I have been to some churches that seem to carry the attitude that if we have enough belief, or worship and pray enough – we can break away from every hardship in our lives. I find this mentality to be damaging, because I do not believe that God will heal everything at this point in Earth’s story.

I don’t mean to sound harsh. I do understand what it’s like to have a “thorn in your flesh” that you can’t fix and that God either hasn’t yet fixed or won’t fix. Aside from my own personal drama that is continuously unfolding, I have been recently affected by the random deaths of three healthy, committed, young people who left behind families with small children – a newborn in one case. But I think the appropriate response is to trust that God knows what he’s doing – even when He allows the worst things to happen.

Even when He won’t fix the damage that’s been done by those worst things.

I don’t want to make it sound like God won’t fix any of your problems – He can and most certainly will tackle and defeat a great many challenges on your behalf! But for those challenges that He allows to remain in your life, trust that He knows what He’s doing.


Patience is a m…

Patience is a mind that is able to accept, fully and happily, whatever occurs. It is much more than just gritting our teeth and putting up with things. Being patient means to welcome wholeheartedly whatever arises, having given up the idea that things should be other than what they are. It is always possible to be patient; there is no situation so bad that it cannot be accepted patiently, with an open, accommodating, and peaceful heart.

This quote comes from the Buddhist monk, Geshe Kelsang Gyatso, in his book ‘How to Solve Our Human Problems.’ I first heard this quote nearly a year ago and have tried to live by it ever since hearing it. And of course, I don’t always succeed. The Buddhist principle of letting go of what we want and accepting what comes is a hard one to follow! I’ve always been a patient person when it comes to others, but never as patient regarding myself. I have prayed to have the type of patience that this quote describes, and it seems that God is giving me an opportunity to cultivate this mindset!

■ **Record extracts**
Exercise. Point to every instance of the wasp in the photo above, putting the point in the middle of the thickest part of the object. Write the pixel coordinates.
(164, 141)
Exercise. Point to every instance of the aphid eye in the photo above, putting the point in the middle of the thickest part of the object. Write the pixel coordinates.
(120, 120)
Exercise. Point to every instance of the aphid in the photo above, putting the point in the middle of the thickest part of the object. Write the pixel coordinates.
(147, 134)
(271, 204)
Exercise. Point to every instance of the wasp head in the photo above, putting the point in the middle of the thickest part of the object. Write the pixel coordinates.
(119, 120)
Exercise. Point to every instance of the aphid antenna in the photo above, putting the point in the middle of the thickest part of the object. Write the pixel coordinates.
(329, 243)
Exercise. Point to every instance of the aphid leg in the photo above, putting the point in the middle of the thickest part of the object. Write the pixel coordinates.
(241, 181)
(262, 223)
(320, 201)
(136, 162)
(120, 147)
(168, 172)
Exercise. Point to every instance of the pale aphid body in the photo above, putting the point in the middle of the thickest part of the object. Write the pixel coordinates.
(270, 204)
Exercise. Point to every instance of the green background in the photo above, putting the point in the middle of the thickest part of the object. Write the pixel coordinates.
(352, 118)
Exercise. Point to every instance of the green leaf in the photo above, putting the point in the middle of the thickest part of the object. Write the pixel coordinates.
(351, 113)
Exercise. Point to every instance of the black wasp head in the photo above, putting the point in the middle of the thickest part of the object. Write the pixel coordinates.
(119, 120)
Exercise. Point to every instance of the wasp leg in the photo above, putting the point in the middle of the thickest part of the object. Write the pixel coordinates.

■ **List of tasks**
**a)** Duplicate the part of the reflection on faith and patience that opens with the words containing "I have been to" and closes with "things to happen.".
**b)** Answer these questions from the reflection on faith and patience:
(i) How many young people's deaths does the writer say had a recent effect on them?
(ii) Which Buddhist monk is the source of the quote on patience?
(iii) How long ago did the writer first hear that quote?
The items are separate material, unrelated to the reflection on faith and patience.

■ **Answers given**
**a)**
I have been to some churches that seem to carry the attitude that if we have enough belief, or worship and pray enough – we can break away from every hardship in our lives. I find this mentality to be damaging, because I do not believe that God will heal everything at this point in Earth’s story.

I don’t mean to sound harsh. I do understand what it’s like to have a “thorn in your flesh” that you can’t fix and that God either hasn’t yet fixed or won’t fix. Aside from my own personal drama that is continuously unfolding, I have been recently affected by the random deaths of three healthy, committed, young people who left behind families with small children – a newborn in one case. But I think the appropriate response is to trust that God knows what he’s doing – even when He allows the worst things to happen.

**b)**
(i) Three.
(ii) Geshe Kelsang Gyatso.
(iii) Nearly a year ago.